== TASK LIST ==
(a) Answer these questions using the trademark excerpt:
(i) According to the USPTO filing, is color claimed as a feature of the mark?
(ii) Which features of the cheap multimeters make them look like Flukes?
(iii) Per the PTO FAQ, what does a trademark identify and distinguish?
(b) Retype the part of the trademark excerpt starting with "Indeed, If you" and going on through "the same things?".

== SELECTED EXCERPT ==
════

Indeed, If you look at the actual USPTO filing it is clearly stated that "Color is not claimed as a feature of the mark."
I've purchased some cheap multimeters that look a lot like flukes (The way the yellow cover is shaped, the font,spacing on the dial and the curves of the plastic). -
Re:Good PR MoveI don't think it is as much of a big, bad entity buying off anyone with lawyers. From the PTO FAQ:
A trademark is a word, phrase, symbol or design, or a combination of words, phrases, symbols or designs, that identifies and distinguishes the source of the goods of one party from those of others.
Do Trademarks, Copyrights and Patents protect the same things?

════

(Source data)
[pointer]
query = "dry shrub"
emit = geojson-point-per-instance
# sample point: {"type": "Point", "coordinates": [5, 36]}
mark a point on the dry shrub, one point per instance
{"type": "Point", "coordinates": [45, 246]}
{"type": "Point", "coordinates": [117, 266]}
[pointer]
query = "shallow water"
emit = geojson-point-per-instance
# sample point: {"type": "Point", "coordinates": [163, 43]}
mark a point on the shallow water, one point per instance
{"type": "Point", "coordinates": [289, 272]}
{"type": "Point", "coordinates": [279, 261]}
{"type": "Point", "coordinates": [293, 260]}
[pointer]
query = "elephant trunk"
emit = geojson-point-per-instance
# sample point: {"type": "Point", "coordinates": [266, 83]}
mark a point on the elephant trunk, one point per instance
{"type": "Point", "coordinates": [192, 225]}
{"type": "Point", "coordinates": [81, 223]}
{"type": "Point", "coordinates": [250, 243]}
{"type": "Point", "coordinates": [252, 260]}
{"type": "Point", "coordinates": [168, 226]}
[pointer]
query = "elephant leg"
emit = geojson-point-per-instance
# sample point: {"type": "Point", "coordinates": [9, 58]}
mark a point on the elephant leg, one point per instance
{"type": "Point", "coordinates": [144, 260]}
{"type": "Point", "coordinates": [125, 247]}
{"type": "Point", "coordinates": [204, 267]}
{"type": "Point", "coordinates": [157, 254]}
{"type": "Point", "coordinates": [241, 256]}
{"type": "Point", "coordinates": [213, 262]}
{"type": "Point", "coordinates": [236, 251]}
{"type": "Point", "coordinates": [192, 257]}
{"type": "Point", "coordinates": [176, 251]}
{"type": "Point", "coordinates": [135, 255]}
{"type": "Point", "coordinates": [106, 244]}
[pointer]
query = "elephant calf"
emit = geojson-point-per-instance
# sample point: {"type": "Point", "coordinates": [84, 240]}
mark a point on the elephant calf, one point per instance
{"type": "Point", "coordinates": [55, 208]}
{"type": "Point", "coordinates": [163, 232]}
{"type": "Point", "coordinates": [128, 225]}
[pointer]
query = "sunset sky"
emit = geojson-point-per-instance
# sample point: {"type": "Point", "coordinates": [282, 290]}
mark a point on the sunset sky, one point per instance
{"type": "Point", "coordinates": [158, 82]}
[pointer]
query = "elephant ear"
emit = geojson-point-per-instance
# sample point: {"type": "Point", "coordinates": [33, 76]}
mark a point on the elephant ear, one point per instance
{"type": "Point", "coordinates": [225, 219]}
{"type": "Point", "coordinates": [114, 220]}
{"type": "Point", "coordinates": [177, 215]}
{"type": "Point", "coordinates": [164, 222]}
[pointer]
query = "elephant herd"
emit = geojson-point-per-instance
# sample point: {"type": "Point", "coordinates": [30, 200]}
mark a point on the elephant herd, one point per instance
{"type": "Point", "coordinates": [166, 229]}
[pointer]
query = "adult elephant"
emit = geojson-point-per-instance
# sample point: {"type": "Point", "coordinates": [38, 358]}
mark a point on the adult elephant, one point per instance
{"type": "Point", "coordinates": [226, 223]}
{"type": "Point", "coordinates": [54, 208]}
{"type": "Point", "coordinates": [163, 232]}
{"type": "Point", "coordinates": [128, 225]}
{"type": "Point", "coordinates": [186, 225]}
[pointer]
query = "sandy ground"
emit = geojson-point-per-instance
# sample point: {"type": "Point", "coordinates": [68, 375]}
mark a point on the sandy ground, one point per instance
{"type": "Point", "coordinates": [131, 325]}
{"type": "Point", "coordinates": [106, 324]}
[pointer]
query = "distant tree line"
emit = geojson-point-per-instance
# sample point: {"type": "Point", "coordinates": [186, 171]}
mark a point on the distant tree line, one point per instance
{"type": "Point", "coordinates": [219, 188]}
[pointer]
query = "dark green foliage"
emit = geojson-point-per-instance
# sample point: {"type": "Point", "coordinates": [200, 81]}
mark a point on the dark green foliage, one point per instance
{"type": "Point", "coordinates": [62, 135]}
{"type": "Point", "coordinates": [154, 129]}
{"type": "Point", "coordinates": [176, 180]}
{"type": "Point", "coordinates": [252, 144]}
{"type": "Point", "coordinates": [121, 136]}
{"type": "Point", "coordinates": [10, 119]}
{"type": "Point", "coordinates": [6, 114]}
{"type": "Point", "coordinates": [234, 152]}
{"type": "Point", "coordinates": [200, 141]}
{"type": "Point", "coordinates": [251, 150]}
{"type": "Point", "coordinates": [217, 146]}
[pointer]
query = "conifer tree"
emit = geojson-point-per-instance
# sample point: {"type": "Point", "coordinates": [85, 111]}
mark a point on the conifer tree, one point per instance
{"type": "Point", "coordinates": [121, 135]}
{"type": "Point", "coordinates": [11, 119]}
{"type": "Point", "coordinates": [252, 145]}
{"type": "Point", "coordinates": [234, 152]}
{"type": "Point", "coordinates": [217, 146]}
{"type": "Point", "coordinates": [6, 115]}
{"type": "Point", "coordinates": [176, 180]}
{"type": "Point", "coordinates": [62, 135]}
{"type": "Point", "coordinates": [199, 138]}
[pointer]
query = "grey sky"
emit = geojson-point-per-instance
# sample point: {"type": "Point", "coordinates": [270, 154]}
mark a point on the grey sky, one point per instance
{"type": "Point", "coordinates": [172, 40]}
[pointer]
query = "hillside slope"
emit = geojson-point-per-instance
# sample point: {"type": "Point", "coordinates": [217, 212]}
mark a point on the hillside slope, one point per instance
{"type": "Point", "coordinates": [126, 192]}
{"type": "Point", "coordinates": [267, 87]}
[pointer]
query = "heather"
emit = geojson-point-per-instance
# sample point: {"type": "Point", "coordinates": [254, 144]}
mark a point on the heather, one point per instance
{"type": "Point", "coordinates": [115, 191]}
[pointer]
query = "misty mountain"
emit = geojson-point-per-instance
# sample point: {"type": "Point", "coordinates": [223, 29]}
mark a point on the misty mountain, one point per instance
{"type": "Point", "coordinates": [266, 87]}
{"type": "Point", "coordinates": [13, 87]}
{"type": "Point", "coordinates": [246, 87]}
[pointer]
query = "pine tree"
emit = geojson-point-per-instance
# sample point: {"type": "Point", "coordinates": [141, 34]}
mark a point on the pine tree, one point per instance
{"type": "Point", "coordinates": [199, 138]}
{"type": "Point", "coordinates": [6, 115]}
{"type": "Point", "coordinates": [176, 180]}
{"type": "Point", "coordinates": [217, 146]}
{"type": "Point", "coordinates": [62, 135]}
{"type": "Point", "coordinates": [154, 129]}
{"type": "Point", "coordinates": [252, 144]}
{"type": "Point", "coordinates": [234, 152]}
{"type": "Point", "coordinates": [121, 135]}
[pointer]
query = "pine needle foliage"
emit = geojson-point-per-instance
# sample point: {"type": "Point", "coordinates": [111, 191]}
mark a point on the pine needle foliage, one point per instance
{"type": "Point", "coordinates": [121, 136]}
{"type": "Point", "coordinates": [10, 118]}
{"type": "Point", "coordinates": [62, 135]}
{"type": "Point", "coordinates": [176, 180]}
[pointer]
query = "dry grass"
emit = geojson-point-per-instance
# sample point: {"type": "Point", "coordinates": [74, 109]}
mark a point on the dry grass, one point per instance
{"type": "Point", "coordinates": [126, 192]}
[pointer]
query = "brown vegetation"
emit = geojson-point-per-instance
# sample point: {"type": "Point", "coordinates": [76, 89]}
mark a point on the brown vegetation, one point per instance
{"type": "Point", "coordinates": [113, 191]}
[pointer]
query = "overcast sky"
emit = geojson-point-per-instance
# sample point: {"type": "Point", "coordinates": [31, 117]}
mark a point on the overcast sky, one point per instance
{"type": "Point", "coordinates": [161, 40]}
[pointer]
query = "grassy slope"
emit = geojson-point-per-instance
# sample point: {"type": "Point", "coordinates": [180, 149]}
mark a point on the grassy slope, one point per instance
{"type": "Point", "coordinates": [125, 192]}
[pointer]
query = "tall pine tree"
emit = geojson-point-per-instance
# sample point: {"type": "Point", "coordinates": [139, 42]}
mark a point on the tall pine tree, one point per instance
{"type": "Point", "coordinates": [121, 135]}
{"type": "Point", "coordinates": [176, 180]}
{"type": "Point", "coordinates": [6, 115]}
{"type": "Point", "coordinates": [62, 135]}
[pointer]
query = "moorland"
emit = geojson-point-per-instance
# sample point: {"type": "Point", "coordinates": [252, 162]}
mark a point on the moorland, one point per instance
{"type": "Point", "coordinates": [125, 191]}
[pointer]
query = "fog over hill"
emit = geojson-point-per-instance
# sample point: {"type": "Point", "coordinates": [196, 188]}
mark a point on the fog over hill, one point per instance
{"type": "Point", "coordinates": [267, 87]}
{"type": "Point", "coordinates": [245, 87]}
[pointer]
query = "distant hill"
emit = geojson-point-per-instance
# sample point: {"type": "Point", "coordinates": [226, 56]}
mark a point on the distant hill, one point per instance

════

== EXERCISE SOLUTIONS ==
(a)
(i) No. The filing states that "Color is not claimed as a feature of the mark."
(ii) The shape of the yellow cover, the font, the spacing on the dial, and the curves of the plastic.
(iii) It identifies and distinguishes the source of the goods of one party from those of others.

(b)
Indeed, If you look at the actual USPTO filing it is clearly stated that "Color is not claimed as a feature of the mark."
I've purchased some cheap multimeters that look a lot like flukes (The way the yellow cover is shaped, the font,spacing on the dial and the curves of the plastic). -
Re:Good PR MoveI don't think it is as much of a big, bad entity buying off anyone with lawyers. From the PTO FAQ:
A trademark is a word, phrase, symbol or design, or a combination of words, phrases, symbols or designs, that identifies and distinguishes the source of the goods of one party from those of others.
Do Trademarks, Copyrights and Patents protect the same things?